▸ Instructions to follow: Every record needs to be repeated exactly; its pictures do not.

Collection entries

#####

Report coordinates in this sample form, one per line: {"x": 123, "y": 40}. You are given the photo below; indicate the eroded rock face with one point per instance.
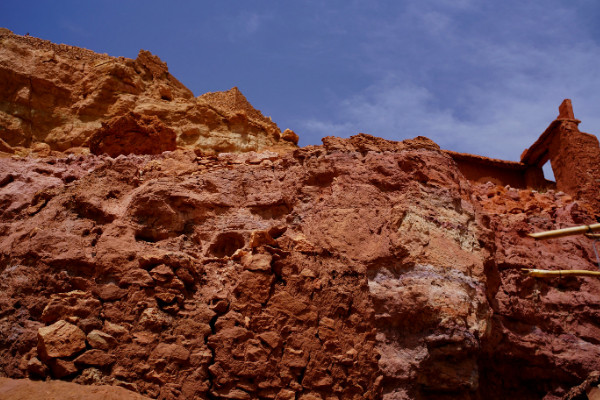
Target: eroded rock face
{"x": 360, "y": 269}
{"x": 61, "y": 95}
{"x": 19, "y": 389}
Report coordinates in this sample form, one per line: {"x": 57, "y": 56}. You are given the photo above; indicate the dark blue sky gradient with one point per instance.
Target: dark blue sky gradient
{"x": 475, "y": 76}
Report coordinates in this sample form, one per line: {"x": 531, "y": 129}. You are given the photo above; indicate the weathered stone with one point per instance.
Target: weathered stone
{"x": 60, "y": 339}
{"x": 257, "y": 262}
{"x": 171, "y": 352}
{"x": 36, "y": 368}
{"x": 62, "y": 368}
{"x": 109, "y": 292}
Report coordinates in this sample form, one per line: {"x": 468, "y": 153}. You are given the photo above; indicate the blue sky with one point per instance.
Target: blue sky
{"x": 482, "y": 77}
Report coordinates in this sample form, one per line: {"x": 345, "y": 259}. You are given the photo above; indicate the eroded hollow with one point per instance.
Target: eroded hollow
{"x": 226, "y": 244}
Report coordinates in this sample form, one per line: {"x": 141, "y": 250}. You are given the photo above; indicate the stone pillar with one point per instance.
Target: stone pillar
{"x": 575, "y": 159}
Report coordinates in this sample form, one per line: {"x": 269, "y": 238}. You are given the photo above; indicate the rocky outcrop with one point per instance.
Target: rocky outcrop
{"x": 161, "y": 254}
{"x": 360, "y": 269}
{"x": 12, "y": 389}
{"x": 61, "y": 95}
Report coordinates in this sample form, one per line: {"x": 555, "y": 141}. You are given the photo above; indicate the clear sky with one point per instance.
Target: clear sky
{"x": 482, "y": 77}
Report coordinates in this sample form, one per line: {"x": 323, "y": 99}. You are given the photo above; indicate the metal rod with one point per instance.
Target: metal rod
{"x": 576, "y": 230}
{"x": 542, "y": 273}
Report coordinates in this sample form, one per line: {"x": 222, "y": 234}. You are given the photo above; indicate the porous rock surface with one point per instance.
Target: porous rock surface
{"x": 60, "y": 96}
{"x": 359, "y": 269}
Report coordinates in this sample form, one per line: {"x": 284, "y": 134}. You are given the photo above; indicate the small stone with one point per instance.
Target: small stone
{"x": 114, "y": 329}
{"x": 109, "y": 292}
{"x": 172, "y": 352}
{"x": 257, "y": 262}
{"x": 271, "y": 338}
{"x": 37, "y": 368}
{"x": 286, "y": 394}
{"x": 309, "y": 273}
{"x": 162, "y": 273}
{"x": 62, "y": 368}
{"x": 60, "y": 339}
{"x": 153, "y": 318}
{"x": 137, "y": 277}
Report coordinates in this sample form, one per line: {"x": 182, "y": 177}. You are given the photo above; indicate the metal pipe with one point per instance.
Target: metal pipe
{"x": 576, "y": 230}
{"x": 542, "y": 273}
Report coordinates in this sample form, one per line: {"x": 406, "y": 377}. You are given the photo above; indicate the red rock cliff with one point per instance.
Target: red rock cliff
{"x": 359, "y": 269}
{"x": 61, "y": 95}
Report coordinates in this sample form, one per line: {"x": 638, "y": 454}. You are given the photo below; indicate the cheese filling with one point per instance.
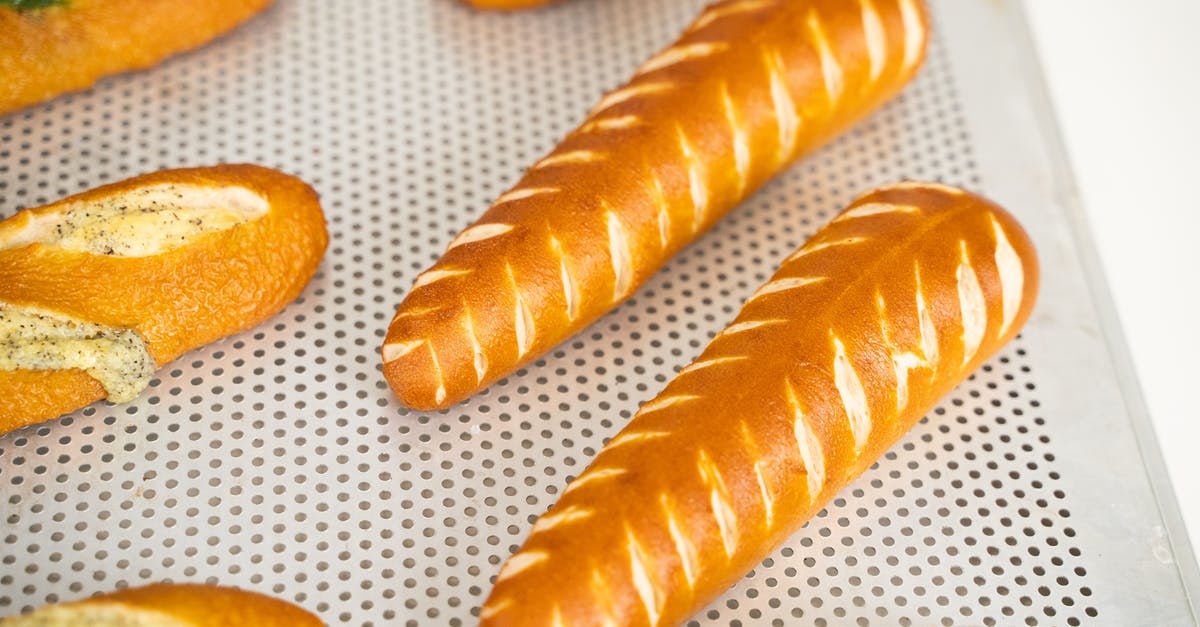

#####

▸ Solved exercise:
Report coordinates in this sample form, one per line: {"x": 123, "y": 40}. You are given the photo below; indicate the eroded rock face with one point per instance.
Target: eroded rock face
{"x": 360, "y": 269}
{"x": 61, "y": 95}
{"x": 19, "y": 389}
Report coordinates in this sample form, one per line: {"x": 57, "y": 56}. You are given the photo above; indicate the dark blue sky gradient with one point per instance.
Target: dark blue sky gradient
{"x": 475, "y": 76}
Report coordinates in this sample form, one per line: {"x": 531, "y": 129}. You are given the photo above; indicate the weathered stone with one point per instance.
Target: weathered stone
{"x": 60, "y": 339}
{"x": 257, "y": 262}
{"x": 171, "y": 352}
{"x": 36, "y": 368}
{"x": 62, "y": 368}
{"x": 109, "y": 292}
Report coordinates in this sample form, one per line: {"x": 468, "y": 153}. You are given the photo above; indicate the blue sky with one point per instance.
Target: blue sky
{"x": 482, "y": 77}
Report coordinates in this sample form, one per line: {"x": 345, "y": 259}. You are given the photo above; indicate the eroded hollow with one point per instance.
Target: eroded hollow
{"x": 226, "y": 244}
Report coordinates in this sample form, one per line: {"x": 141, "y": 250}. You are given the photo above; indicate the stone pillar with one point per instance.
Target: stone pillar
{"x": 575, "y": 159}
Report coordinates in this sample form, one per line: {"x": 269, "y": 238}. You are given the photo above; indicate the rocky outcrop with one point per instance.
Target: rocky outcrop
{"x": 161, "y": 254}
{"x": 360, "y": 269}
{"x": 12, "y": 389}
{"x": 61, "y": 95}
Report coordinates in this sample form, one per line: {"x": 555, "y": 141}. You are given the photo above; indicate the clear sky with one point per instance.
Target: clear sky
{"x": 482, "y": 77}
Report coordinates in this sample form, one per line: {"x": 323, "y": 99}. You are given the photo above; indicate the metal rod with one point per instance.
Target: metal rod
{"x": 576, "y": 230}
{"x": 542, "y": 273}
Report coordinates in this sample form, one per line: {"x": 222, "y": 234}. You are given the photo above; indicate the porous rock surface with one point per instance.
Target: porous rock surface
{"x": 60, "y": 96}
{"x": 359, "y": 269}
Report coordinates in this sample form, one per line: {"x": 284, "y": 134}. You are given the photo above; indicate the small stone with one point per instance.
Target: small stone
{"x": 114, "y": 329}
{"x": 109, "y": 292}
{"x": 172, "y": 352}
{"x": 257, "y": 262}
{"x": 271, "y": 338}
{"x": 37, "y": 368}
{"x": 286, "y": 394}
{"x": 309, "y": 273}
{"x": 162, "y": 273}
{"x": 62, "y": 368}
{"x": 60, "y": 339}
{"x": 153, "y": 318}
{"x": 137, "y": 277}
Report coordinates in this sample form, one per line: {"x": 182, "y": 177}. You are given the photo above; indicate the metal pipe with one point per instance.
Target: metal pipe
{"x": 576, "y": 230}
{"x": 542, "y": 273}
Report coordinates in this sample form, one per line: {"x": 406, "y": 377}. You are given the photo above; indicate the red rock cliff with one point per instance.
Target: red rock cliff
{"x": 359, "y": 269}
{"x": 61, "y": 95}
Report coordinates in this sample form, one per line: {"x": 638, "y": 454}. You are given the photo below; indicate the cheese filling with one point per instance.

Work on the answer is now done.